**Challenge 1:**
Answer these questions using the recipe below, one line each:
(a) For how long and at what temperature is the crust baked?
(b) What size pan does the writer use?
(c) How much cream cheese goes into the second layer?
**Challenge 2:** Please translate this sentence from the recipe below into Spanish: "The dough will start to turn brown slightly."
**Challenge 3:** Shorten the paragraph of the recipe below that begins "Called Texas Delight by some," keeping its main facts.

**Passage:**
====

Photo: France C - allrecipes |
Called Texas Delight by some, it’s the first dessert I ever made as a child. During the summers, I made it often! My family clipped the recipe from our newspaper under a different name. Pecans, Pudding, and Cream Cheese Delight is a delicious layered dessert well worth the effort and calories:
1st Layer: Make an easy pecan crust:
1 cup of all-purpose flour
1 stick of soften butter
1 teaspoon cider vinegar (Vinegar is a gluten inhibitor that makes a flaky crust. Bakers call it their secret ingredient.)
1 cup of pecans - We left them whole, but feel free to break them up.
Directions:
1) Mix the flour, butter and vinegar together and press the dough into a cake or square baking pan. I use a 9” by 9” pan. Press the pecans evenly into the dough.
2) Bake in a preheated 350 degrees F oven for 15 minutes. The dough will start to turn brown slightly. Remove and cool completely.
Second Layer:
1 package (8 ounces) cream cheese
3/4 cup of powered sugar
1 cup of very cold whipped cream - We no longer eat Cool Whip, the original whipped topping in the recipe. If you can find a readymade healthy whipped cream topping made from real cream or milk at your supermarket you can use it for convenience. I have a recipe below for making 3 cups of real whipped cream you can make first and keep in the freezer while making the dessert.

====

**Recorded information:**
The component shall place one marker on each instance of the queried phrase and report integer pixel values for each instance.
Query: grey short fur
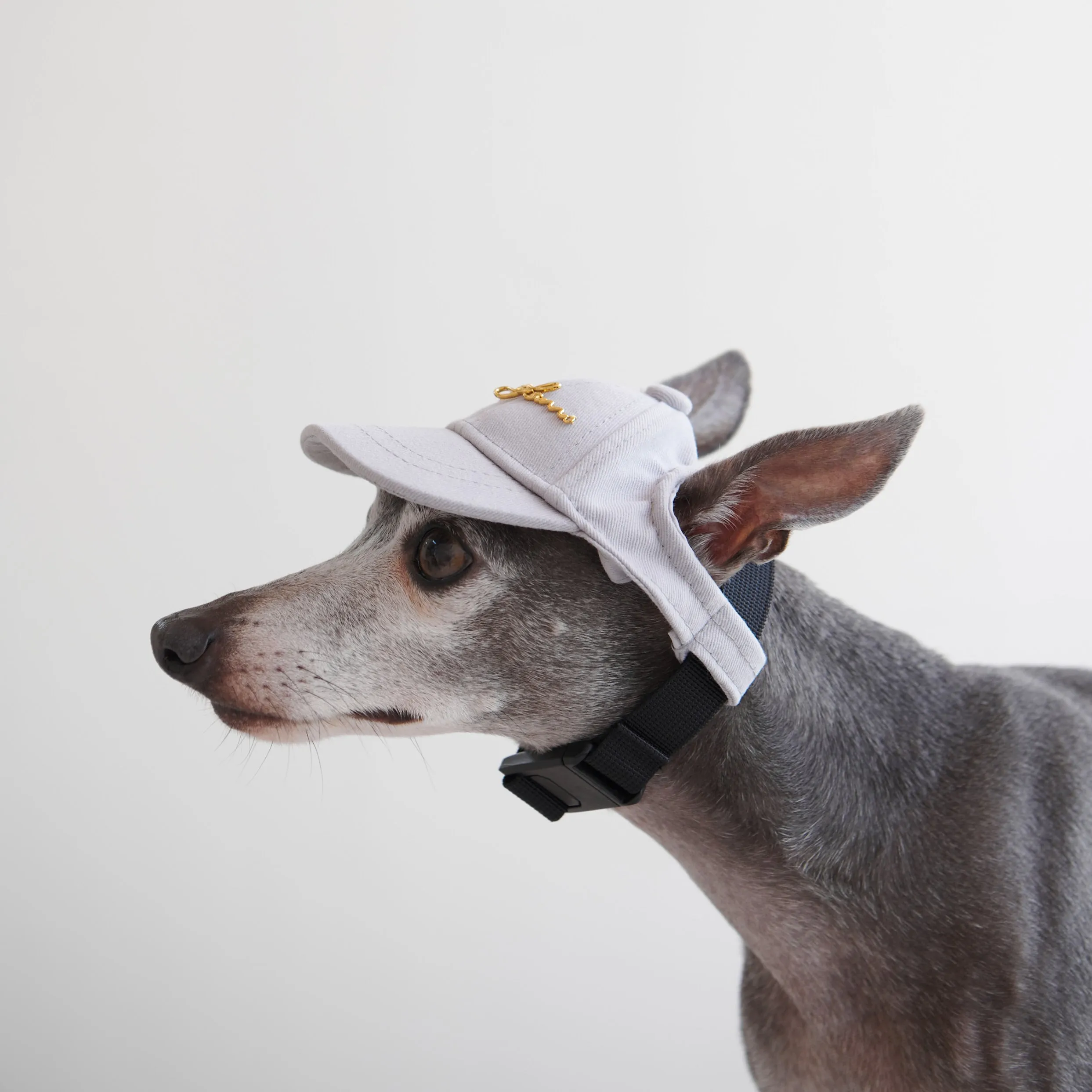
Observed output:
(904, 846)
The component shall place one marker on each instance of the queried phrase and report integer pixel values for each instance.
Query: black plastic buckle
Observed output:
(562, 774)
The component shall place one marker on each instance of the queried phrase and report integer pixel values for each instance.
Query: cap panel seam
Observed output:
(502, 487)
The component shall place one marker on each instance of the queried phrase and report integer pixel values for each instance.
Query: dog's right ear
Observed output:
(719, 391)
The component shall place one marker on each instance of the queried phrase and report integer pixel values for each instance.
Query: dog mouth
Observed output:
(244, 720)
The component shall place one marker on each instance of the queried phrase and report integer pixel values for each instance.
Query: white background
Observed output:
(224, 221)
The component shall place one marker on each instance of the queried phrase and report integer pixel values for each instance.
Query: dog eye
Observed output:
(441, 556)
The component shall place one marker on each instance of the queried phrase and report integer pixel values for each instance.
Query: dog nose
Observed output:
(181, 644)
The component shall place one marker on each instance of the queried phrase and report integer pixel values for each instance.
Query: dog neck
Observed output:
(792, 810)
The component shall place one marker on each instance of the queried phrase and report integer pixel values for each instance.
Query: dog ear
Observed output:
(719, 391)
(743, 509)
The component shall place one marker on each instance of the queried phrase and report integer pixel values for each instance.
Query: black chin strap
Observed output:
(612, 770)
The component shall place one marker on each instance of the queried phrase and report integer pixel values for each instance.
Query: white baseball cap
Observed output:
(602, 462)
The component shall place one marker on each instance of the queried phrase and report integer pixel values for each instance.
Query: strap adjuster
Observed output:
(565, 779)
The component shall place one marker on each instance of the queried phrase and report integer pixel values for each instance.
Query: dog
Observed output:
(904, 844)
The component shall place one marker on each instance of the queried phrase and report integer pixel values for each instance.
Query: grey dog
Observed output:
(904, 844)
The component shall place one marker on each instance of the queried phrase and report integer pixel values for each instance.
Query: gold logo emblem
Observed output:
(536, 394)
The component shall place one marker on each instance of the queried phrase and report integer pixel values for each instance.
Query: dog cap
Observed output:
(610, 475)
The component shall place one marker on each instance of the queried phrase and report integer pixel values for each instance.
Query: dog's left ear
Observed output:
(719, 392)
(743, 509)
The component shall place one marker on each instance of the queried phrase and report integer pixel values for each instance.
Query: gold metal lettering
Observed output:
(536, 394)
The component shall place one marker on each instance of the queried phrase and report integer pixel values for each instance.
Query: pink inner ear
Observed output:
(721, 542)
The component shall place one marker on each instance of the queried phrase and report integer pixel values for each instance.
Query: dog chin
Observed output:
(288, 731)
(261, 725)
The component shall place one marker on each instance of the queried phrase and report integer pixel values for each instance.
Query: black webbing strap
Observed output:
(614, 769)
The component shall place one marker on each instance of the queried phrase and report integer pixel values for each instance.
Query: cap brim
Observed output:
(432, 466)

====

**Task answer 1:**
(a) 15 minutes at 350 degrees F, in a preheated oven.
(b) A 9" by 9" pan.
(c) 1 package (8 ounces).

**Task answer 2:** La masa empezará a dorarse ligeramente.

**Task answer 3:** Sometimes called Texas Delight, this was the first dessert the writer made as a child, often during summers, from a recipe the family clipped from a newspaper under another name. Pecans, Pudding, and Cream Cheese Delight is a layered dessert worth the effort and calories.